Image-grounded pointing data

╭──

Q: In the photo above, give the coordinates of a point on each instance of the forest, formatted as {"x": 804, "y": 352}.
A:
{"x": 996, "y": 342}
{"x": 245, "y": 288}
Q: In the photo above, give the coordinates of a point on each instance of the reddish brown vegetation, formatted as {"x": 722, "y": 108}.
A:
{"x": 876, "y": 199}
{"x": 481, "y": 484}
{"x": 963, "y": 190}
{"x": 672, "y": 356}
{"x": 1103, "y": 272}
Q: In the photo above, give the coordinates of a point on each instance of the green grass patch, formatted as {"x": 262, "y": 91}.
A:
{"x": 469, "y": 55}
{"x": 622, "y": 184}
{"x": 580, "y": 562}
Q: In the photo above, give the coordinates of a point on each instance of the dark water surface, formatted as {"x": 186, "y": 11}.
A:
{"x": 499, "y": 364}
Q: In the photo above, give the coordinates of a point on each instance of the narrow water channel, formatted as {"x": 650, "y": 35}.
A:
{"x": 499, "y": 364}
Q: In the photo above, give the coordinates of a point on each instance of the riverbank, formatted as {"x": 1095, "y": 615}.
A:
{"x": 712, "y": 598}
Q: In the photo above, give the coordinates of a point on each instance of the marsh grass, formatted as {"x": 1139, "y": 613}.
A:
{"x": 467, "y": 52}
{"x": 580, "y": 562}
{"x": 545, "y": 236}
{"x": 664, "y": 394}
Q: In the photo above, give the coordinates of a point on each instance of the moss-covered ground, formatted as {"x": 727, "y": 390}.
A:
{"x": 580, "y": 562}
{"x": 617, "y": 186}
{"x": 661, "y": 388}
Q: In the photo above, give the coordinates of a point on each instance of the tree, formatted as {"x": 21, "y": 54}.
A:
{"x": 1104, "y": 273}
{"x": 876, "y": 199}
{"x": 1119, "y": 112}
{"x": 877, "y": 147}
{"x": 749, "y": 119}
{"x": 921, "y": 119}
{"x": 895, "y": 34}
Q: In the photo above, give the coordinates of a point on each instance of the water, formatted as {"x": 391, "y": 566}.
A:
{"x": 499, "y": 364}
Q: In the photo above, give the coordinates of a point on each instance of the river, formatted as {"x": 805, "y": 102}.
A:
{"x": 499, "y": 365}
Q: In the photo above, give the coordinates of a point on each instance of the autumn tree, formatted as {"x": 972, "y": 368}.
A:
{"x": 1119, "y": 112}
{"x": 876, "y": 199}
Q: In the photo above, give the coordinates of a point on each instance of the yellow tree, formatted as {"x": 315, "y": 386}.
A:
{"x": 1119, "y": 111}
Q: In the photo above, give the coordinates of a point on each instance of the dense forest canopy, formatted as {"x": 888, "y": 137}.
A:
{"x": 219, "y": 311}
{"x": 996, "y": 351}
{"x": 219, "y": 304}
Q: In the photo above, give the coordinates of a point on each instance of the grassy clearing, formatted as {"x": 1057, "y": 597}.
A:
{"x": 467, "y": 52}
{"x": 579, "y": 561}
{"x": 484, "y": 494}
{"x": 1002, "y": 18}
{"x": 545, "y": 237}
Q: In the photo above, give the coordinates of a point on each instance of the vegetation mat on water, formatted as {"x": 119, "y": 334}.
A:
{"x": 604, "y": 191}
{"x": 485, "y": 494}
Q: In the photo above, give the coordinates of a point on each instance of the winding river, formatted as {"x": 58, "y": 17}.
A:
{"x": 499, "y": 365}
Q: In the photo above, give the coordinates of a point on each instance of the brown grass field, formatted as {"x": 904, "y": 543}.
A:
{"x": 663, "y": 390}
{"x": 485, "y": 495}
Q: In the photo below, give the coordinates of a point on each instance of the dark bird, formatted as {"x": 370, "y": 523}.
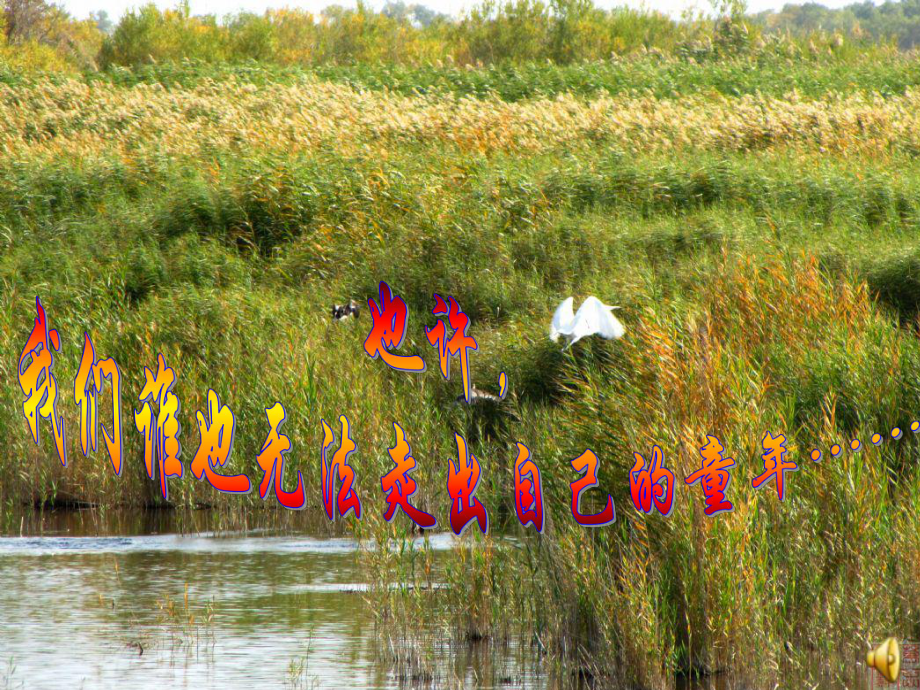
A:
{"x": 340, "y": 312}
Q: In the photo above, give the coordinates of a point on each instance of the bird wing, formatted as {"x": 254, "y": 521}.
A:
{"x": 562, "y": 320}
{"x": 594, "y": 318}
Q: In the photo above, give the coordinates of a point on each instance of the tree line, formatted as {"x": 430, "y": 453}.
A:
{"x": 41, "y": 35}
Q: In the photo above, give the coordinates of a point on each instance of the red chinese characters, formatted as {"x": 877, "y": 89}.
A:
{"x": 216, "y": 431}
{"x": 271, "y": 460}
{"x": 346, "y": 499}
{"x": 399, "y": 486}
{"x": 462, "y": 480}
{"x": 457, "y": 345}
{"x": 388, "y": 332}
{"x": 161, "y": 434}
{"x": 652, "y": 484}
{"x": 528, "y": 490}
{"x": 38, "y": 383}
{"x": 713, "y": 476}
{"x": 587, "y": 463}
{"x": 775, "y": 463}
{"x": 87, "y": 388}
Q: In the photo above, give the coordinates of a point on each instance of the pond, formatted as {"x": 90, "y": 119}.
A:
{"x": 92, "y": 599}
{"x": 99, "y": 601}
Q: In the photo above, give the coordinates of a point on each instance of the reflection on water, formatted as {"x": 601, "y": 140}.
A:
{"x": 99, "y": 602}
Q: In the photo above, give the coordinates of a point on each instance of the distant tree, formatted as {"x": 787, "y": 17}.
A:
{"x": 26, "y": 20}
{"x": 102, "y": 21}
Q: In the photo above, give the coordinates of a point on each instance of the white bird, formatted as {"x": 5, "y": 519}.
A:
{"x": 593, "y": 318}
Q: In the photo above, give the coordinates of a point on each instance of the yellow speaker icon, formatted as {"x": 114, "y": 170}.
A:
{"x": 886, "y": 659}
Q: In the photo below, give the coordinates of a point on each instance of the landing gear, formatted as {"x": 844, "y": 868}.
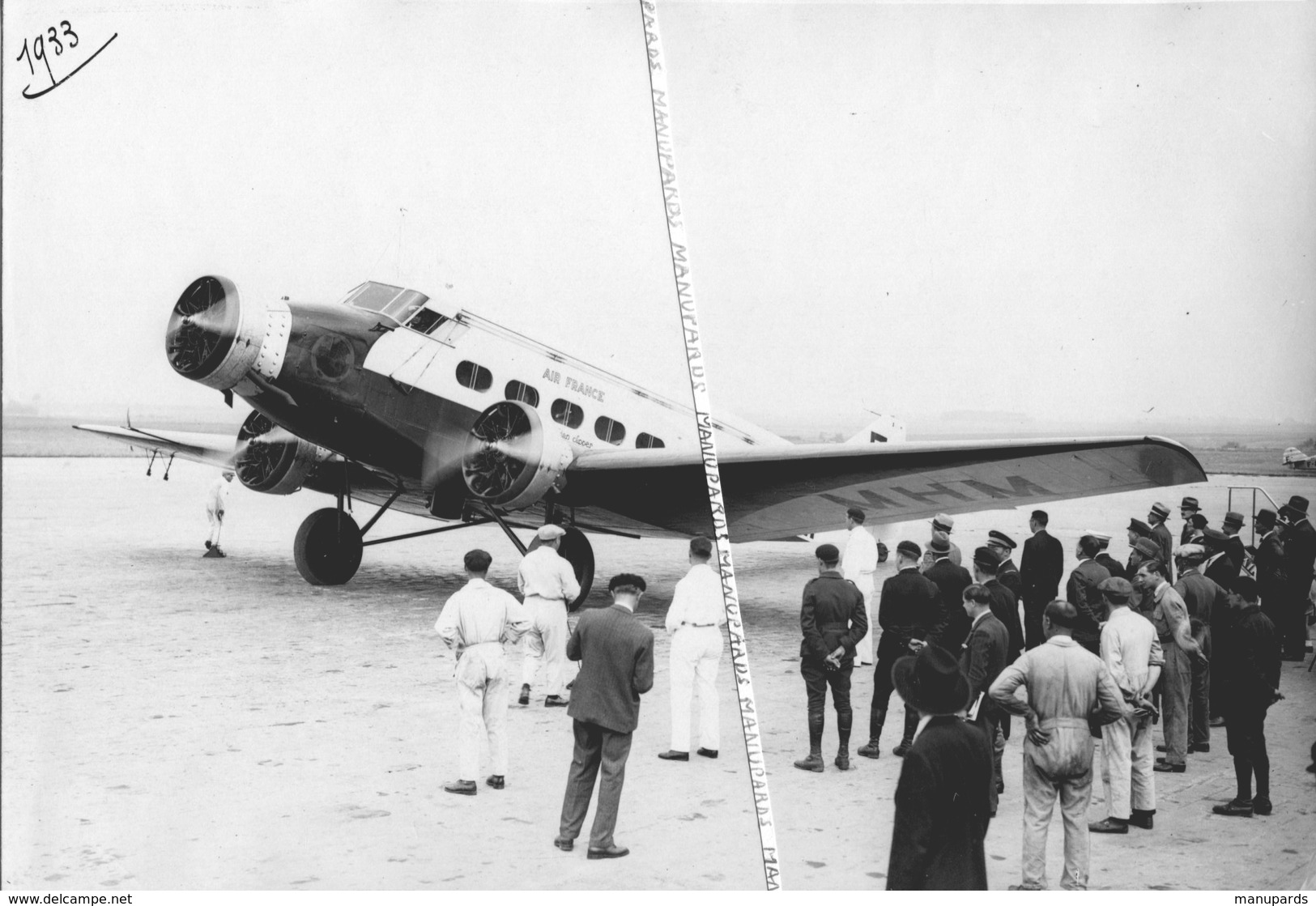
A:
{"x": 328, "y": 547}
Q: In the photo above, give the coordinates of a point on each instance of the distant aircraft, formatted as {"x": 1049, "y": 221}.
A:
{"x": 387, "y": 398}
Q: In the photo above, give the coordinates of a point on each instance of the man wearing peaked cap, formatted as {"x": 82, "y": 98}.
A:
{"x": 1161, "y": 534}
{"x": 909, "y": 609}
{"x": 943, "y": 522}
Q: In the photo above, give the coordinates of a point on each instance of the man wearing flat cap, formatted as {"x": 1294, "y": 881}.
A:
{"x": 1082, "y": 593}
{"x": 547, "y": 584}
{"x": 1069, "y": 691}
{"x": 909, "y": 609}
{"x": 1041, "y": 568}
{"x": 1161, "y": 534}
{"x": 943, "y": 522}
{"x": 1299, "y": 563}
{"x": 941, "y": 798}
{"x": 1132, "y": 653}
{"x": 832, "y": 619}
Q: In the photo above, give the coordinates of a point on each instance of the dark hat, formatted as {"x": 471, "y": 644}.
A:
{"x": 909, "y": 549}
{"x": 1148, "y": 549}
{"x": 932, "y": 682}
{"x": 940, "y": 543}
{"x": 1116, "y": 588}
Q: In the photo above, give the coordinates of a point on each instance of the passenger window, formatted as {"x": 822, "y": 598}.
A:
{"x": 566, "y": 413}
{"x": 473, "y": 376}
{"x": 524, "y": 392}
{"x": 608, "y": 430}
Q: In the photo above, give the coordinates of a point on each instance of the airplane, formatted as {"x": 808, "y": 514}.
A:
{"x": 391, "y": 398}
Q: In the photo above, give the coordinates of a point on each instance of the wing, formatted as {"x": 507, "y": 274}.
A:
{"x": 210, "y": 449}
{"x": 777, "y": 492}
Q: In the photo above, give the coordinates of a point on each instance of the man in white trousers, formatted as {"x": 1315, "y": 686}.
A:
{"x": 547, "y": 584}
{"x": 695, "y": 619}
{"x": 858, "y": 563}
{"x": 477, "y": 621}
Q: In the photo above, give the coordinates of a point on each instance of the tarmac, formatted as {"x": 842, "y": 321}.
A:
{"x": 177, "y": 722}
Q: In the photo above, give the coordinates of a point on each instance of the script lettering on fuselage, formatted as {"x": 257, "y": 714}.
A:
{"x": 585, "y": 389}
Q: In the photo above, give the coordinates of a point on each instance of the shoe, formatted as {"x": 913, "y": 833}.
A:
{"x": 1109, "y": 826}
{"x": 1143, "y": 818}
{"x": 812, "y": 763}
{"x": 1237, "y": 808}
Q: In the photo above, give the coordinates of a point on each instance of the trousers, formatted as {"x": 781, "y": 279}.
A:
{"x": 1040, "y": 793}
{"x": 547, "y": 638}
{"x": 1173, "y": 685}
{"x": 1126, "y": 767}
{"x": 599, "y": 752}
{"x": 482, "y": 701}
{"x": 696, "y": 653}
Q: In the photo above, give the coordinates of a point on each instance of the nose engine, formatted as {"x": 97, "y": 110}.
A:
{"x": 216, "y": 338}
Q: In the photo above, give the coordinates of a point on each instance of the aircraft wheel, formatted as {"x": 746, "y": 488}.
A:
{"x": 328, "y": 547}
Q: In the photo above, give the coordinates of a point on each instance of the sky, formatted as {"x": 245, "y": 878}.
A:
{"x": 1073, "y": 213}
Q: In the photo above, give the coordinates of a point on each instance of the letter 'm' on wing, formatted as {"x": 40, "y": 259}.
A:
{"x": 777, "y": 492}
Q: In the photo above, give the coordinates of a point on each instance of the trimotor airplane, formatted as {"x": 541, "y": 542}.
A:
{"x": 390, "y": 398}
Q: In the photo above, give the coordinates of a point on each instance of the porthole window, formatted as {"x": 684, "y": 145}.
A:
{"x": 524, "y": 392}
{"x": 566, "y": 413}
{"x": 610, "y": 430}
{"x": 473, "y": 376}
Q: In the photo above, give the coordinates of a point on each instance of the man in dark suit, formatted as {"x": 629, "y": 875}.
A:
{"x": 833, "y": 619}
{"x": 943, "y": 806}
{"x": 952, "y": 581}
{"x": 616, "y": 653}
{"x": 1084, "y": 594}
{"x": 1041, "y": 567}
{"x": 909, "y": 610}
{"x": 1299, "y": 562}
{"x": 983, "y": 657}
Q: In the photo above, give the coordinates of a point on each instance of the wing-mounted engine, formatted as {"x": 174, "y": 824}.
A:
{"x": 511, "y": 461}
{"x": 274, "y": 461}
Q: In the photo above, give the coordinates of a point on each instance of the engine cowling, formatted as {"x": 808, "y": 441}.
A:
{"x": 274, "y": 461}
{"x": 511, "y": 461}
{"x": 216, "y": 338}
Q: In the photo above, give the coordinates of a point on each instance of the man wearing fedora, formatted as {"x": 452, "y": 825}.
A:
{"x": 1132, "y": 653}
{"x": 1299, "y": 562}
{"x": 909, "y": 609}
{"x": 1041, "y": 567}
{"x": 1162, "y": 537}
{"x": 547, "y": 584}
{"x": 832, "y": 619}
{"x": 1069, "y": 692}
{"x": 943, "y": 806}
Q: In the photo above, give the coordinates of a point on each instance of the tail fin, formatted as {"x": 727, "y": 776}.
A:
{"x": 886, "y": 429}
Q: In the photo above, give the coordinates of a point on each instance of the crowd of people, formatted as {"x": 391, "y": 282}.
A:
{"x": 1189, "y": 634}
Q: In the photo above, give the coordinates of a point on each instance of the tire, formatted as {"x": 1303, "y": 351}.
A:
{"x": 328, "y": 547}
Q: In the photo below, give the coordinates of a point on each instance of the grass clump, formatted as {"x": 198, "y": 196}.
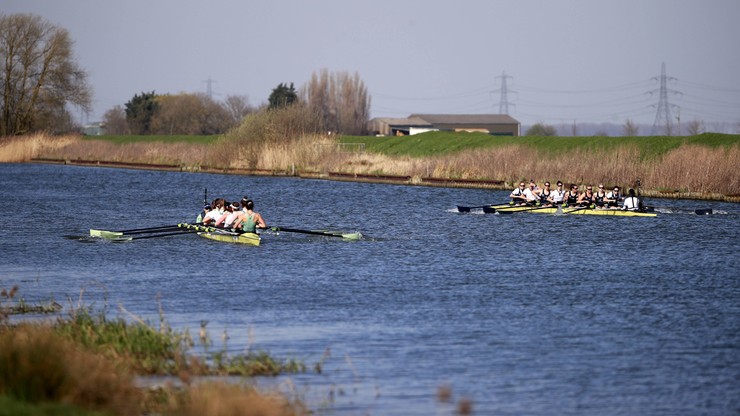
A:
{"x": 39, "y": 365}
{"x": 85, "y": 364}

╰──

What is needed is every line of the records that contains the word "wearing".

● **Solution**
Q: In the photo above, give the coordinates of a point on each instance of the man wearing peaked cap, formatted as {"x": 82, "y": 98}.
Q: In the photo above, give the coordinates of a point on each instance of the man wearing flat cap, formatted as {"x": 1294, "y": 881}.
Q: In the photo above, give the coordinates of a point on each instance of the man wearing fedora, formatted as {"x": 452, "y": 825}.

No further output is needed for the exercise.